### Task instructions
[A] In the piece on the Pittsburgh Urban Teaching Corps, what starting salary does each participant receive when teaching in Propel schools?
[B] Extend the piece on the Pittsburgh Urban Teaching Corps, picking up after its final sentence.

### Source
##########

Participants in the Pittsburgh Urban Teaching Corps program earn a master’s of arts in teaching degree from Chatham after completing four semesters of course work over one year. (Propel asked Chatham to partner with them on the program.) The program is free and students receive a monthly stipend. Participants also commit to teach in Propel schools for the next three years, where each will receive a starting salary of $40,000.
Their curriculum is centered on culturally responsive teaching, classroom management and, above all, emphasizing the important connection between teacher and community.
Neal and Sagastume began their work with the program in May, taking five courses at Chatham during the summer. Their apprenticeship at Propel schools started in August. Less than three months into his apprenticeship, Sagastume says he’s already starting to grasp what makes urban teaching unique.

##########

### Records shown
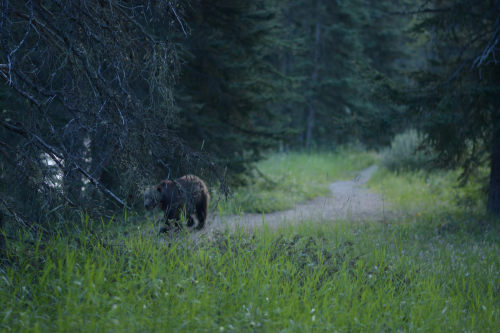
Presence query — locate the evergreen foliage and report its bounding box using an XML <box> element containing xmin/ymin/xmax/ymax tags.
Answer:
<box><xmin>403</xmin><ymin>0</ymin><xmax>500</xmax><ymax>215</ymax></box>
<box><xmin>175</xmin><ymin>0</ymin><xmax>283</xmax><ymax>173</ymax></box>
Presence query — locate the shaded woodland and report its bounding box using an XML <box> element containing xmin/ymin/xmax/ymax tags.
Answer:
<box><xmin>0</xmin><ymin>0</ymin><xmax>500</xmax><ymax>231</ymax></box>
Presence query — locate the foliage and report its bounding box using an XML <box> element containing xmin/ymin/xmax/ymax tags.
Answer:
<box><xmin>381</xmin><ymin>129</ymin><xmax>436</xmax><ymax>171</ymax></box>
<box><xmin>0</xmin><ymin>0</ymin><xmax>215</xmax><ymax>230</ymax></box>
<box><xmin>219</xmin><ymin>148</ymin><xmax>375</xmax><ymax>213</ymax></box>
<box><xmin>175</xmin><ymin>0</ymin><xmax>286</xmax><ymax>176</ymax></box>
<box><xmin>402</xmin><ymin>0</ymin><xmax>500</xmax><ymax>215</ymax></box>
<box><xmin>368</xmin><ymin>167</ymin><xmax>488</xmax><ymax>214</ymax></box>
<box><xmin>0</xmin><ymin>214</ymin><xmax>500</xmax><ymax>331</ymax></box>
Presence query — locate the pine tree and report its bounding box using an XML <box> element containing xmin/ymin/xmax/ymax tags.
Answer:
<box><xmin>409</xmin><ymin>0</ymin><xmax>500</xmax><ymax>216</ymax></box>
<box><xmin>176</xmin><ymin>0</ymin><xmax>283</xmax><ymax>176</ymax></box>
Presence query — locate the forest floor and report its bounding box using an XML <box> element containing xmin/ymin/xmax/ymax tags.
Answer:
<box><xmin>200</xmin><ymin>165</ymin><xmax>391</xmax><ymax>234</ymax></box>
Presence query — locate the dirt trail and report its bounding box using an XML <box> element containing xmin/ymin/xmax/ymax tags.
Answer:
<box><xmin>205</xmin><ymin>165</ymin><xmax>386</xmax><ymax>233</ymax></box>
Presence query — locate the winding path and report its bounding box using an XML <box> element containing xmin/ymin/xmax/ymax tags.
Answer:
<box><xmin>205</xmin><ymin>165</ymin><xmax>387</xmax><ymax>233</ymax></box>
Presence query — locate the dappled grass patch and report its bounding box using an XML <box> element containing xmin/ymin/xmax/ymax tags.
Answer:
<box><xmin>219</xmin><ymin>149</ymin><xmax>375</xmax><ymax>213</ymax></box>
<box><xmin>0</xmin><ymin>219</ymin><xmax>500</xmax><ymax>332</ymax></box>
<box><xmin>368</xmin><ymin>168</ymin><xmax>488</xmax><ymax>217</ymax></box>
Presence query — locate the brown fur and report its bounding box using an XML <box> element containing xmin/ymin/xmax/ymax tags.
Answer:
<box><xmin>144</xmin><ymin>175</ymin><xmax>210</xmax><ymax>232</ymax></box>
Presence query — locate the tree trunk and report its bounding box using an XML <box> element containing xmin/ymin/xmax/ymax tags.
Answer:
<box><xmin>305</xmin><ymin>0</ymin><xmax>321</xmax><ymax>148</ymax></box>
<box><xmin>488</xmin><ymin>109</ymin><xmax>500</xmax><ymax>217</ymax></box>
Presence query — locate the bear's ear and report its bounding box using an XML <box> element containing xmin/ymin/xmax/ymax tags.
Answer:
<box><xmin>156</xmin><ymin>182</ymin><xmax>166</xmax><ymax>192</ymax></box>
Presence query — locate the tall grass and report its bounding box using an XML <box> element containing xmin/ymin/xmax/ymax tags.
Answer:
<box><xmin>219</xmin><ymin>149</ymin><xmax>375</xmax><ymax>213</ymax></box>
<box><xmin>0</xmin><ymin>155</ymin><xmax>500</xmax><ymax>332</ymax></box>
<box><xmin>0</xmin><ymin>215</ymin><xmax>500</xmax><ymax>332</ymax></box>
<box><xmin>368</xmin><ymin>168</ymin><xmax>488</xmax><ymax>216</ymax></box>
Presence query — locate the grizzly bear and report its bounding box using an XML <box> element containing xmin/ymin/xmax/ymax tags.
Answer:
<box><xmin>144</xmin><ymin>175</ymin><xmax>210</xmax><ymax>233</ymax></box>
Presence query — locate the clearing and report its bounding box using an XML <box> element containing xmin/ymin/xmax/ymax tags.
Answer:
<box><xmin>205</xmin><ymin>165</ymin><xmax>388</xmax><ymax>233</ymax></box>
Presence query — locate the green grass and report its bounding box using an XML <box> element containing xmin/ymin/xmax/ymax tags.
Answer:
<box><xmin>368</xmin><ymin>168</ymin><xmax>488</xmax><ymax>216</ymax></box>
<box><xmin>0</xmin><ymin>215</ymin><xmax>500</xmax><ymax>332</ymax></box>
<box><xmin>219</xmin><ymin>149</ymin><xmax>375</xmax><ymax>214</ymax></box>
<box><xmin>0</xmin><ymin>154</ymin><xmax>500</xmax><ymax>332</ymax></box>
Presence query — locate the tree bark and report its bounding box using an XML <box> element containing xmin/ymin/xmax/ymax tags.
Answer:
<box><xmin>488</xmin><ymin>109</ymin><xmax>500</xmax><ymax>217</ymax></box>
<box><xmin>305</xmin><ymin>0</ymin><xmax>321</xmax><ymax>148</ymax></box>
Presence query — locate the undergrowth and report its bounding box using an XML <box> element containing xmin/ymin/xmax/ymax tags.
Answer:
<box><xmin>368</xmin><ymin>168</ymin><xmax>488</xmax><ymax>217</ymax></box>
<box><xmin>0</xmin><ymin>214</ymin><xmax>500</xmax><ymax>332</ymax></box>
<box><xmin>218</xmin><ymin>149</ymin><xmax>375</xmax><ymax>214</ymax></box>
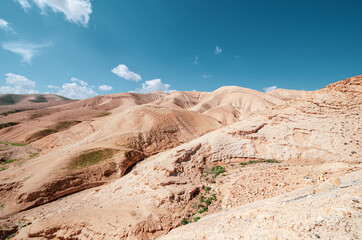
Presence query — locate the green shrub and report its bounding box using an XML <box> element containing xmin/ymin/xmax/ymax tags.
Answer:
<box><xmin>181</xmin><ymin>218</ymin><xmax>190</xmax><ymax>225</ymax></box>
<box><xmin>3</xmin><ymin>158</ymin><xmax>21</xmax><ymax>164</ymax></box>
<box><xmin>69</xmin><ymin>148</ymin><xmax>116</xmax><ymax>169</ymax></box>
<box><xmin>51</xmin><ymin>121</ymin><xmax>81</xmax><ymax>132</ymax></box>
<box><xmin>211</xmin><ymin>166</ymin><xmax>225</xmax><ymax>178</ymax></box>
<box><xmin>27</xmin><ymin>128</ymin><xmax>58</xmax><ymax>141</ymax></box>
<box><xmin>29</xmin><ymin>95</ymin><xmax>48</xmax><ymax>103</ymax></box>
<box><xmin>239</xmin><ymin>159</ymin><xmax>280</xmax><ymax>167</ymax></box>
<box><xmin>194</xmin><ymin>217</ymin><xmax>201</xmax><ymax>222</ymax></box>
<box><xmin>0</xmin><ymin>142</ymin><xmax>28</xmax><ymax>147</ymax></box>
<box><xmin>0</xmin><ymin>122</ymin><xmax>19</xmax><ymax>129</ymax></box>
<box><xmin>266</xmin><ymin>159</ymin><xmax>280</xmax><ymax>163</ymax></box>
<box><xmin>29</xmin><ymin>153</ymin><xmax>39</xmax><ymax>158</ymax></box>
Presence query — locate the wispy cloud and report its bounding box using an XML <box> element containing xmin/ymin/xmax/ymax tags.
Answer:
<box><xmin>48</xmin><ymin>77</ymin><xmax>98</xmax><ymax>99</ymax></box>
<box><xmin>112</xmin><ymin>64</ymin><xmax>142</xmax><ymax>82</ymax></box>
<box><xmin>131</xmin><ymin>79</ymin><xmax>175</xmax><ymax>93</ymax></box>
<box><xmin>0</xmin><ymin>73</ymin><xmax>38</xmax><ymax>94</ymax></box>
<box><xmin>0</xmin><ymin>18</ymin><xmax>16</xmax><ymax>34</ymax></box>
<box><xmin>201</xmin><ymin>74</ymin><xmax>212</xmax><ymax>78</ymax></box>
<box><xmin>194</xmin><ymin>56</ymin><xmax>199</xmax><ymax>65</ymax></box>
<box><xmin>2</xmin><ymin>42</ymin><xmax>50</xmax><ymax>64</ymax></box>
<box><xmin>263</xmin><ymin>86</ymin><xmax>278</xmax><ymax>92</ymax></box>
<box><xmin>98</xmin><ymin>85</ymin><xmax>113</xmax><ymax>91</ymax></box>
<box><xmin>15</xmin><ymin>0</ymin><xmax>92</xmax><ymax>26</ymax></box>
<box><xmin>14</xmin><ymin>0</ymin><xmax>31</xmax><ymax>11</ymax></box>
<box><xmin>214</xmin><ymin>46</ymin><xmax>222</xmax><ymax>55</ymax></box>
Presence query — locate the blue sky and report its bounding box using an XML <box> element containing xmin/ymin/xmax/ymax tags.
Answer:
<box><xmin>0</xmin><ymin>0</ymin><xmax>362</xmax><ymax>98</ymax></box>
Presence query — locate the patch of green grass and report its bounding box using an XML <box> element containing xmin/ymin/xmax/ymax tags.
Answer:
<box><xmin>96</xmin><ymin>112</ymin><xmax>112</xmax><ymax>117</ymax></box>
<box><xmin>265</xmin><ymin>159</ymin><xmax>280</xmax><ymax>163</ymax></box>
<box><xmin>51</xmin><ymin>121</ymin><xmax>81</xmax><ymax>132</ymax></box>
<box><xmin>0</xmin><ymin>109</ymin><xmax>26</xmax><ymax>116</ymax></box>
<box><xmin>197</xmin><ymin>206</ymin><xmax>209</xmax><ymax>213</ymax></box>
<box><xmin>0</xmin><ymin>122</ymin><xmax>19</xmax><ymax>129</ymax></box>
<box><xmin>30</xmin><ymin>113</ymin><xmax>43</xmax><ymax>119</ymax></box>
<box><xmin>0</xmin><ymin>142</ymin><xmax>28</xmax><ymax>147</ymax></box>
<box><xmin>211</xmin><ymin>166</ymin><xmax>225</xmax><ymax>178</ymax></box>
<box><xmin>69</xmin><ymin>148</ymin><xmax>116</xmax><ymax>169</ymax></box>
<box><xmin>181</xmin><ymin>218</ymin><xmax>190</xmax><ymax>225</ymax></box>
<box><xmin>239</xmin><ymin>159</ymin><xmax>280</xmax><ymax>167</ymax></box>
<box><xmin>194</xmin><ymin>217</ymin><xmax>201</xmax><ymax>222</ymax></box>
<box><xmin>2</xmin><ymin>158</ymin><xmax>21</xmax><ymax>164</ymax></box>
<box><xmin>204</xmin><ymin>166</ymin><xmax>226</xmax><ymax>178</ymax></box>
<box><xmin>27</xmin><ymin>128</ymin><xmax>58</xmax><ymax>141</ymax></box>
<box><xmin>29</xmin><ymin>153</ymin><xmax>39</xmax><ymax>158</ymax></box>
<box><xmin>29</xmin><ymin>95</ymin><xmax>48</xmax><ymax>103</ymax></box>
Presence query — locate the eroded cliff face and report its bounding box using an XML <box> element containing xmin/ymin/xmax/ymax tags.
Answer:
<box><xmin>0</xmin><ymin>76</ymin><xmax>362</xmax><ymax>239</ymax></box>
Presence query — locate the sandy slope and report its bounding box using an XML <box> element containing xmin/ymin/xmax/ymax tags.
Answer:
<box><xmin>1</xmin><ymin>76</ymin><xmax>362</xmax><ymax>239</ymax></box>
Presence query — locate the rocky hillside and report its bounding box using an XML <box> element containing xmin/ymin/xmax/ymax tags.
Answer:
<box><xmin>0</xmin><ymin>76</ymin><xmax>362</xmax><ymax>239</ymax></box>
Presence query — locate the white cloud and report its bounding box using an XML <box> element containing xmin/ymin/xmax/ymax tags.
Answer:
<box><xmin>201</xmin><ymin>74</ymin><xmax>212</xmax><ymax>78</ymax></box>
<box><xmin>98</xmin><ymin>85</ymin><xmax>113</xmax><ymax>91</ymax></box>
<box><xmin>194</xmin><ymin>56</ymin><xmax>199</xmax><ymax>65</ymax></box>
<box><xmin>15</xmin><ymin>0</ymin><xmax>92</xmax><ymax>26</ymax></box>
<box><xmin>0</xmin><ymin>73</ymin><xmax>38</xmax><ymax>94</ymax></box>
<box><xmin>70</xmin><ymin>77</ymin><xmax>88</xmax><ymax>86</ymax></box>
<box><xmin>14</xmin><ymin>0</ymin><xmax>31</xmax><ymax>10</ymax></box>
<box><xmin>112</xmin><ymin>64</ymin><xmax>142</xmax><ymax>82</ymax></box>
<box><xmin>263</xmin><ymin>86</ymin><xmax>278</xmax><ymax>92</ymax></box>
<box><xmin>48</xmin><ymin>77</ymin><xmax>98</xmax><ymax>99</ymax></box>
<box><xmin>0</xmin><ymin>18</ymin><xmax>16</xmax><ymax>34</ymax></box>
<box><xmin>2</xmin><ymin>42</ymin><xmax>50</xmax><ymax>64</ymax></box>
<box><xmin>48</xmin><ymin>85</ymin><xmax>60</xmax><ymax>89</ymax></box>
<box><xmin>132</xmin><ymin>79</ymin><xmax>175</xmax><ymax>93</ymax></box>
<box><xmin>215</xmin><ymin>46</ymin><xmax>222</xmax><ymax>54</ymax></box>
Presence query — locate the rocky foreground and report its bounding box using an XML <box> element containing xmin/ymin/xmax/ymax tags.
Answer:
<box><xmin>0</xmin><ymin>75</ymin><xmax>362</xmax><ymax>239</ymax></box>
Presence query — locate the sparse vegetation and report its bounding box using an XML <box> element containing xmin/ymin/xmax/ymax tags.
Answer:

##########

### Results for each task
[A] $40,000.

[B]
“Being an educator goes beyond teaching content,” says Sagastume. “It’s getting to know your students, getting to know their families, knowing what they’re going through at home, understanding what’s going on in that community that may be [impacting] the classroom, that might be coming out in behaviors.
“It’s not that you’re coming here Monday through Friday, 7:30 to 3:30, to teach. You’re invested. And it’s something that this program has got me to think about even more.”
Chatham and Propel believe the apprenticeship component of their program — which places their students in urban classrooms during the first year of the program, while they are simultaneously completing coursework at Chatham — is what will make their teachers successful in the long run.